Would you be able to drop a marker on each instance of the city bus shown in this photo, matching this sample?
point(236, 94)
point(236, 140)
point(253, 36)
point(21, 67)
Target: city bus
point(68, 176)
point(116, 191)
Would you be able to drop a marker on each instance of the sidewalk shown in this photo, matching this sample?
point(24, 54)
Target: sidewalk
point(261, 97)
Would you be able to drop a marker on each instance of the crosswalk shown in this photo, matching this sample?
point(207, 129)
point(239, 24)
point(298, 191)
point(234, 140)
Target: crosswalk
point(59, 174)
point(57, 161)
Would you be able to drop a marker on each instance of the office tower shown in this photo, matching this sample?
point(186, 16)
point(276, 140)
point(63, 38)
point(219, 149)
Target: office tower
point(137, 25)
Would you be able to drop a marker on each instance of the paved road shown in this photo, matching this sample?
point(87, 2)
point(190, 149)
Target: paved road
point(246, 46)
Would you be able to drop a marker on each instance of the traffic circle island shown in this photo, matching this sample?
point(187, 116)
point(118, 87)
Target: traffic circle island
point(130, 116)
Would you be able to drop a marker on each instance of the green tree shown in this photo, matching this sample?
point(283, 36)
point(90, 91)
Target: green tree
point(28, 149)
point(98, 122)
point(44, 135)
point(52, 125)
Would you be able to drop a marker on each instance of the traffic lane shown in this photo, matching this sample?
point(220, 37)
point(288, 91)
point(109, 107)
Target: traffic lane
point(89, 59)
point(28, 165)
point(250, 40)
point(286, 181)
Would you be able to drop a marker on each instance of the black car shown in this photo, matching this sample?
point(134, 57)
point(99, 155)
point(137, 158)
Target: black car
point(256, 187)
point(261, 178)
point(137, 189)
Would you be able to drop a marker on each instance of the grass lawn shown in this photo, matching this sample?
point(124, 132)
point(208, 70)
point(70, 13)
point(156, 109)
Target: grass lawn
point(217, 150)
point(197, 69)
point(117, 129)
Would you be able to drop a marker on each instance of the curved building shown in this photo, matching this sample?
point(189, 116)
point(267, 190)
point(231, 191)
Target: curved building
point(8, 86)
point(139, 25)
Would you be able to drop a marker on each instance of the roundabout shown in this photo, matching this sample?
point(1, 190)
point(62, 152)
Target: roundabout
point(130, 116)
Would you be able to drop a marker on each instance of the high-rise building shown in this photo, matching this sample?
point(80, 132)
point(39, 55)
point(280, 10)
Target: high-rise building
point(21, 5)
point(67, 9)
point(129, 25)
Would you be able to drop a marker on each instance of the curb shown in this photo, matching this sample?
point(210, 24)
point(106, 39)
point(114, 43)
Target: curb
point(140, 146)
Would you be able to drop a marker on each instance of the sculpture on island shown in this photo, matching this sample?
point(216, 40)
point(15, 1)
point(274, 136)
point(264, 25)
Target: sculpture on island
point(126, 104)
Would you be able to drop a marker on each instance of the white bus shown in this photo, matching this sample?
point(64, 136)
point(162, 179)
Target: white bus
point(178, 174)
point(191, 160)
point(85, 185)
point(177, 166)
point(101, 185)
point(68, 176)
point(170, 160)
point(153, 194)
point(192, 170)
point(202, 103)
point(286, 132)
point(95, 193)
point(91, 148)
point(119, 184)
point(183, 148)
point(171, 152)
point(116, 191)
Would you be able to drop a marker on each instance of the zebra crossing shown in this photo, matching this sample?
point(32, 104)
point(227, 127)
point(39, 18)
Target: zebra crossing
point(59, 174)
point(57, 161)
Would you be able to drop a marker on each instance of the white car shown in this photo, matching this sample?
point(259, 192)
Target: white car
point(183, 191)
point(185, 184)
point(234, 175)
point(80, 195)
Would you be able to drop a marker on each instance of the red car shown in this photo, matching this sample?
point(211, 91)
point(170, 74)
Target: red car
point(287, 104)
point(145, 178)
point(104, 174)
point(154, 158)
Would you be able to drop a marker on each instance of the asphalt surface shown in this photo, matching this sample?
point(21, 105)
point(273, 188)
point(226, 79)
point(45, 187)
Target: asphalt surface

§ §

- _What to work on_: The entries above should be repeated exactly, every one of them.

- _Result of the exercise_:
Would you be able to drop a marker on each instance of the city bus shown in this photo, matching this sample?
point(236, 94)
point(236, 140)
point(253, 36)
point(21, 67)
Target: city bus
point(68, 176)
point(116, 191)
Would you be able to drop a marker on each instance of the sidewalk shown in this photo, matching this sample?
point(24, 54)
Target: sidewalk
point(261, 97)
Would you be able to drop a marker on each instance of the crosswalk shown in this photo, matching this sample?
point(207, 129)
point(239, 24)
point(298, 191)
point(234, 140)
Target: crosswalk
point(59, 174)
point(57, 161)
Would you be able to drop a marker on each instance of the office tower shown in this photo, matching this sample?
point(186, 16)
point(276, 140)
point(63, 38)
point(219, 149)
Target: office tower
point(137, 25)
Would you be able to drop a marker on each instance of the paved road shown in this photo, matching this sample?
point(87, 2)
point(190, 149)
Target: paved road
point(246, 46)
Would you be able to drop a marker on each instance of the traffic circle island shown in this photo, matching this sample?
point(187, 116)
point(118, 87)
Target: traffic circle island
point(130, 116)
Would you be able to drop a marker on each instance of the green tree shown in this photo, matching this sample?
point(283, 36)
point(90, 91)
Target: green tree
point(28, 149)
point(98, 122)
point(44, 135)
point(52, 125)
Would you be able to drop a marker on each instance of the traffic lane shown in this photo, matching this sample?
point(220, 37)
point(288, 91)
point(109, 107)
Target: traffic lane
point(89, 59)
point(28, 165)
point(250, 40)
point(286, 181)
Would you be able to drop a marker on each instance of the black car shown in this photo, matching this sample?
point(134, 57)
point(99, 155)
point(137, 158)
Target: black car
point(256, 187)
point(261, 178)
point(137, 189)
Would you be able to drop a marker on each instance of the grass lawn shown in this photo, matching this sample?
point(124, 132)
point(208, 70)
point(70, 13)
point(156, 109)
Target: grass lawn
point(217, 150)
point(197, 69)
point(117, 129)
Would you be able to drop a marker on each instance of the curved building shown in this photo, matching this sample?
point(189, 116)
point(267, 190)
point(231, 191)
Target: curved building
point(8, 86)
point(139, 25)
Would you be able to drop a marker on each instance of the roundabout shown in this photo, matching this sample?
point(1, 190)
point(62, 152)
Target: roundabout
point(130, 116)
Would you be able to drop a marker on each instance of the high-rise building shown in this photo, matching this sample?
point(80, 132)
point(39, 55)
point(280, 10)
Target: high-rise building
point(21, 5)
point(67, 9)
point(129, 25)
Would you be able to drop a marker on each instance of the curb shown in this photo, matching this sample?
point(210, 24)
point(106, 39)
point(114, 43)
Target: curb
point(140, 146)
Would you be able to drop a marker on each instance of the sculpture on island shown in this photo, matching this sample?
point(216, 40)
point(15, 1)
point(274, 136)
point(264, 25)
Target: sculpture on island
point(126, 104)
Would you be able to drop a marker on each instance of the white bus shown in this photo, matching this sample?
point(64, 136)
point(162, 179)
Target: white bus
point(178, 174)
point(191, 160)
point(85, 185)
point(177, 166)
point(101, 185)
point(68, 176)
point(170, 160)
point(153, 194)
point(192, 170)
point(202, 103)
point(286, 132)
point(95, 193)
point(91, 148)
point(119, 184)
point(183, 148)
point(171, 152)
point(116, 191)
Would you be able to drop a marker on each instance of the zebra crossing shown in this photo, matching this sample?
point(32, 104)
point(227, 127)
point(39, 18)
Target: zebra crossing
point(59, 174)
point(57, 161)
Would you be able to drop a marker on each instance of the white car shown in this photo, matching this sample?
point(259, 192)
Target: white car
point(183, 191)
point(185, 184)
point(234, 175)
point(80, 195)
Would you be able to drop a marker on each instance of the red car shown in this photo, matching this sample?
point(211, 91)
point(170, 74)
Target: red car
point(287, 104)
point(145, 178)
point(104, 174)
point(154, 158)
Would you be able to drop a marker on each instance of the asphalt surface shown in this photo, matching this sample?
point(21, 105)
point(273, 188)
point(226, 79)
point(45, 187)
Target: asphalt surface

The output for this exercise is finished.